#### [TEXTO DE ORIGEM]
━━━

É preciso, segundo os especialistas, mais de uma causa primária para ocorrer o acidente, como por exemplo, a não observação correta dos procedimentos a serem tomados, por parte do piloto, em situações de pane. Ou, ainda, uma pane seguida de outra, o que é muito raro, anulando os recursos de defesa do avião contra a condição difícil em que se encontra no ar.
 
Ayrton Senna, em 1994 - Arquivo Folha - Arquivo Folha
Ayrton Senna, em 1994
Imagem: Arquivo Folha
 
Sucessão de eventos desfavoráveis
 
A morte de Senna segue o mesmo modelo. Veja só o que aconteceu no GP do Pacífico. Sem que ninguém até hoje compreendesse bem o porquê, o diretor de prova, o despreparado belga Roland Bruynseraede, impôs que, na volta de apresentação, os carros seguissem o safety car. Não chovia.
 
Senna qualificou a decisão de "absurda". Normalmente, o piloto que larga na pole dita o ritmo da volta de apresentação. Os seus interesses são os mesmos dos que estão atrás dele, e por esse motivo, nessa hora, exige dos freios, para aquecê-los, procura também elevar a temperatura dos pneus, tudo sob velocidade compatível com as exigências de um monoposto de F1.
 
Naquele dia, 17 de abril de 1994, o safety car liderou o pelotão dos 26 que iriam largar na segunda etapa do Mundial a uma velocidade muito reduzida. Resultado: quando os carros alinharam para a largada, nada estava de acordo com as necessidades desses veículos, em especial a temperatura dos freios e dos pneus. Senna e Schumacher dividiam a primeira fila, a exemplo do GP do Brasil.
 
Pouco mais de 200 metros depois da largada, em que Michael Schumacher, por conta do possível controle de tração pulara à frente de Senna, o finlandês Mika Hakkinen freou e nada de sua McLaren MP4/9-Peugeot parar como deveria em condições normais. Foi a traseira da Williams de Senna que o segurou.

━━━

#### [DADOS FORNECIDOS]
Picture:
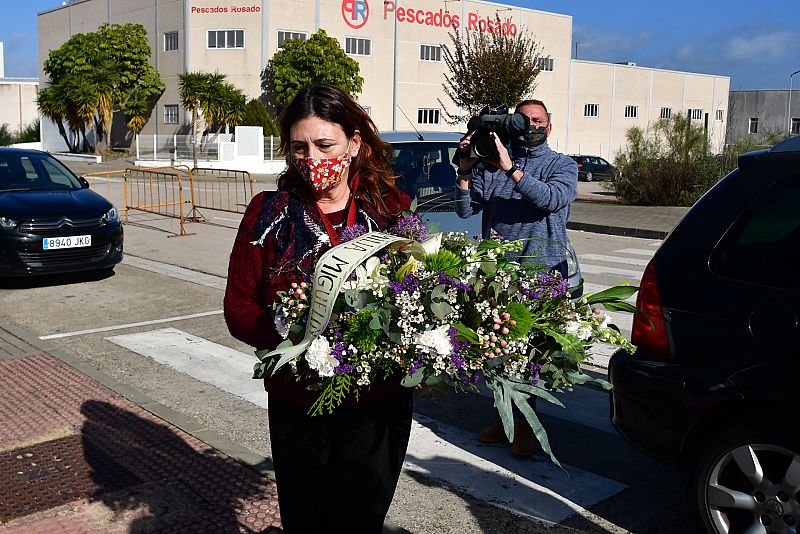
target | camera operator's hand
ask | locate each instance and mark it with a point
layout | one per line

━━━

#### [ENUNCIADO]
Responda com base no texto sobre o GP do Pacífico:
1. Quem impôs que os carros seguissem o safety car na volta de apresentação?
2. Qual foi a data da prova?
3. O que segurou a McLaren de Mika Hakkinen depois da largada?

#### [RESPOSTA]
1. O diretor de prova, o belga Roland Bruynseraede.
2. 17 de abril de 1994.
3. A traseira da Williams de Senna.